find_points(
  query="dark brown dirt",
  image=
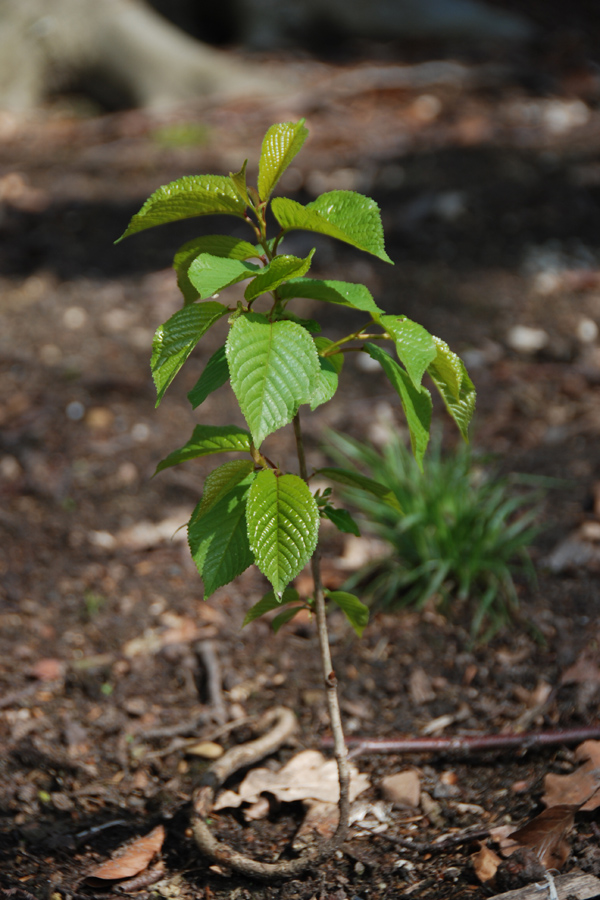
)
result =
(486, 205)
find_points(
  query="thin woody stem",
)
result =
(339, 744)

What this task involves
Recast every line of the records above as a Markdown table with the columns Row and Line, putting the row number in Row and the line's text in Line. Skip blank lines, and leave the pictures out of the table.

Response
| Row | Line |
|---|---|
| 1 | find_points( |
| 2 |   query="dark brown dirt", |
| 3 |   image= |
| 4 | ) |
| 5 | result = |
| 6 | (486, 205) |
| 7 | find_points( |
| 8 |   query="thin woody stem", |
| 9 | ) |
| 10 | result = |
| 11 | (339, 744) |